**SET OF TASKS**
• A. For each statement about the photo-library passage, say whether it agrees with the passage (yes or no), and quote the words that decide it. (i) The writer is a photographer. (ii) The writer bought Aperture when it first came out. (iii) The writer became an expert Aperture user.
• B. List every way the writer of the photo-library passage says photos are used.

As will be clear, I am not a photographer. I’m a studio artist, professor and researcher and I do use photos, in my teaching, to document my studio process, to document my completed art work, and even sometimes as the images themselves. The resources here have been so helpful to me, I wanted to share my experiences with Mylio in hopes they may be of use to others.

I bought Aperture when it first came out ($499!), used and abandoned it and then began using it again exclusively in 2007. I loved the features I understood, especially its editing and export features, but never made the effort to become an expert user. I took the demise of Aperture as my call to clean up my Aperture library. And I decided to edit and consolidate my no-longer-used iPhoto library AND all the folders of images scattered on my external drives.

So, for a month (probably longer but I’ll only admit to a month) I deleted duplicates and unusable photos, created archives of teaching topics (student studio work), created albums of my art work documentation and also labeled a few thousand travel photos in Aperture that are part of a six-year art project. That labeling involved looking at trip logs and at times consulting googlemaps.com and using image times to calculate just which rural town in was in.

**SUPPLIED DATA**
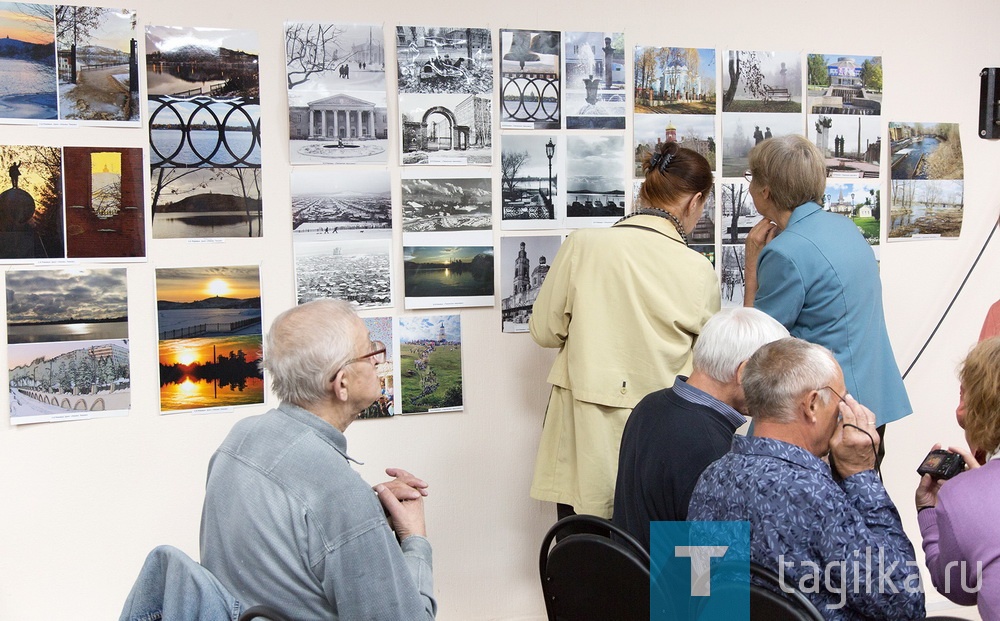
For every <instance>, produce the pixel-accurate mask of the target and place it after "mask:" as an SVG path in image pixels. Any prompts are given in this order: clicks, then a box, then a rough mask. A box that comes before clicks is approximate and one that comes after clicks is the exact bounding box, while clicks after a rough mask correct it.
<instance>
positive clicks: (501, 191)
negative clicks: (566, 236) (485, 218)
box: [500, 132, 565, 229]
mask: <svg viewBox="0 0 1000 621" xmlns="http://www.w3.org/2000/svg"><path fill="white" fill-rule="evenodd" d="M561 141H562V138H561V137H560V136H555V135H546V134H542V135H538V134H536V133H534V132H531V133H510V132H508V133H505V134H504V135H503V136H502V137H501V139H500V188H501V203H500V205H501V207H500V214H501V225H502V227H503V228H504V229H551V228H555V227H557V226H559V222H560V221H561V219H562V214H563V213H565V212H564V211H563V209H562V207H563V205H565V200H560V197H559V171H560V170H561V166H562V158H561V153H560V151H561V145H560V142H561ZM556 206H559V212H560V213H559V214H558V215H557V214H556Z"/></svg>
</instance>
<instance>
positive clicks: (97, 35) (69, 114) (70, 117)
mask: <svg viewBox="0 0 1000 621" xmlns="http://www.w3.org/2000/svg"><path fill="white" fill-rule="evenodd" d="M137 18H138V16H137V14H136V12H135V11H131V10H128V9H108V8H102V7H92V6H68V5H57V6H56V46H57V50H58V57H59V118H60V119H64V120H68V121H77V122H79V123H81V124H83V125H112V126H115V125H120V126H137V125H139V124H140V122H141V120H140V113H139V109H140V107H141V106H140V102H139V47H138V42H137V36H138V34H137V24H136V22H137Z"/></svg>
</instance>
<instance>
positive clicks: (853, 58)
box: [806, 54, 882, 116]
mask: <svg viewBox="0 0 1000 621" xmlns="http://www.w3.org/2000/svg"><path fill="white" fill-rule="evenodd" d="M806 82H807V85H808V87H807V94H806V102H807V104H808V110H809V112H810V113H811V114H825V115H831V114H856V115H876V116H877V115H879V114H881V113H882V57H881V56H858V55H844V54H809V55H808V56H807V57H806Z"/></svg>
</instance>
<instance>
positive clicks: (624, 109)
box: [563, 32, 626, 129]
mask: <svg viewBox="0 0 1000 621" xmlns="http://www.w3.org/2000/svg"><path fill="white" fill-rule="evenodd" d="M563 48H564V51H565V53H564V56H563V57H564V58H565V62H566V71H565V76H564V82H565V86H564V96H563V101H564V108H565V115H566V129H625V95H626V90H625V35H624V33H621V32H566V33H564V34H563Z"/></svg>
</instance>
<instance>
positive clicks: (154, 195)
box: [149, 167, 264, 239]
mask: <svg viewBox="0 0 1000 621" xmlns="http://www.w3.org/2000/svg"><path fill="white" fill-rule="evenodd" d="M260 172H261V171H260V168H173V167H160V168H153V170H152V171H150V178H149V185H150V194H151V195H152V209H151V213H152V227H151V228H152V231H153V238H154V239H171V238H185V239H190V238H209V239H212V238H223V237H260V236H261V235H263V224H264V214H263V203H262V202H261V186H260V181H261V174H260Z"/></svg>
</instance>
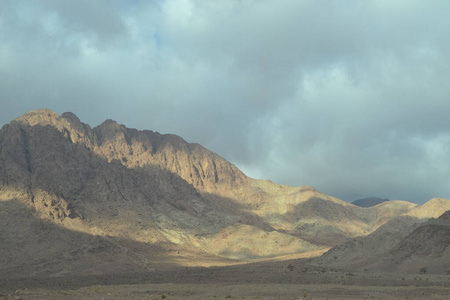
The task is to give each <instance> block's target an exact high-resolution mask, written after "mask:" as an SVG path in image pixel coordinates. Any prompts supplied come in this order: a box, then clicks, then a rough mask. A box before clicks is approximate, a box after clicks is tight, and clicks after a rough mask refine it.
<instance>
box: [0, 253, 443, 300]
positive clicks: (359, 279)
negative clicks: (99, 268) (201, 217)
mask: <svg viewBox="0 0 450 300" xmlns="http://www.w3.org/2000/svg"><path fill="white" fill-rule="evenodd" d="M307 260H308V259H290V260H273V261H266V262H256V263H249V264H241V265H232V266H222V267H209V268H205V267H179V268H162V269H155V270H154V271H150V272H146V273H135V274H110V275H99V276H79V277H76V276H72V277H54V278H51V277H48V278H22V279H19V278H16V279H2V280H0V299H55V300H56V299H105V300H106V299H354V300H356V299H424V300H425V299H427V300H431V299H432V300H438V299H450V275H432V274H418V273H417V274H389V273H377V272H371V271H370V270H367V271H363V272H354V273H351V272H346V271H339V270H333V269H328V268H317V267H310V266H306V264H307Z"/></svg>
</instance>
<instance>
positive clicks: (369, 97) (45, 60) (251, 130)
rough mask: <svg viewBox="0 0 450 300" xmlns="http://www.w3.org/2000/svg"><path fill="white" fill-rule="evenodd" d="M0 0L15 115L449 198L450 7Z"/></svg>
mask: <svg viewBox="0 0 450 300" xmlns="http://www.w3.org/2000/svg"><path fill="white" fill-rule="evenodd" d="M0 5H1V7H6V8H7V11H8V13H7V14H6V13H5V10H3V12H0V79H1V80H0V99H1V101H2V110H1V111H0V120H1V123H2V124H4V123H7V122H9V121H10V120H11V119H12V118H14V117H17V116H19V115H21V114H23V113H24V112H25V111H28V110H32V109H36V108H41V107H48V108H51V109H53V110H55V111H56V112H58V113H62V112H64V111H73V112H74V113H76V114H77V115H78V116H79V117H80V119H81V120H83V121H84V122H88V123H90V124H91V125H94V126H95V125H97V124H99V123H100V122H102V121H103V120H104V119H106V118H113V119H116V120H117V121H118V122H120V123H124V124H126V125H127V126H129V127H136V128H140V129H152V130H157V131H160V132H163V133H175V134H179V135H181V136H182V137H184V138H185V139H187V140H188V141H191V142H198V143H201V144H202V145H204V146H205V147H207V148H209V149H211V150H213V151H215V152H217V153H218V154H220V155H222V156H224V157H225V158H227V159H229V160H230V161H231V162H233V163H235V164H237V165H238V167H241V168H242V169H243V170H244V171H247V172H248V173H249V175H251V176H255V177H262V178H270V179H272V180H273V181H275V182H277V183H284V184H291V185H302V184H308V185H312V186H315V187H316V188H318V189H320V190H322V191H323V192H325V193H328V194H330V195H333V196H337V197H341V198H343V199H346V200H352V199H354V198H358V197H366V196H372V195H373V196H379V197H389V198H402V199H405V200H411V201H418V202H423V201H425V200H428V199H429V198H431V197H433V196H441V197H447V198H449V197H450V189H449V188H448V187H447V184H446V182H445V179H446V178H448V177H449V175H450V169H449V168H447V167H446V163H445V162H446V160H448V157H449V155H448V154H449V153H448V152H449V143H450V132H449V130H448V128H450V127H449V125H450V124H449V122H450V121H449V118H448V117H447V115H448V112H449V111H450V102H449V101H448V95H449V94H450V88H449V87H448V84H447V83H448V82H449V79H450V58H449V56H448V53H450V52H449V50H450V49H449V48H450V47H449V45H450V42H449V40H448V38H446V32H447V31H448V30H447V29H448V28H449V25H450V24H449V23H450V21H449V20H448V17H447V16H448V12H449V10H450V7H449V5H448V4H447V3H446V2H444V1H441V2H439V1H436V2H425V1H422V2H419V1H413V2H410V1H391V2H386V1H356V0H355V1H345V2H340V1H327V2H321V1H306V0H305V1H297V0H295V1H294V0H291V1H289V0H286V1H238V0H236V1H195V0H170V1H132V0H129V1H126V0H124V1H118V0H117V1H88V0H86V1H57V0H40V1H32V2H26V1H8V0H0Z"/></svg>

**ANSWERS TO THE EXERCISE**
• A.
(i) No: "I am not a photographer."
(ii) Yes: "I bought Aperture when it first came out ($499!)"
(iii) No: "never made the effort to become an expert user"

• B.
- In teaching
- To document the studio process
- To document completed art work
- Sometimes as the images themselves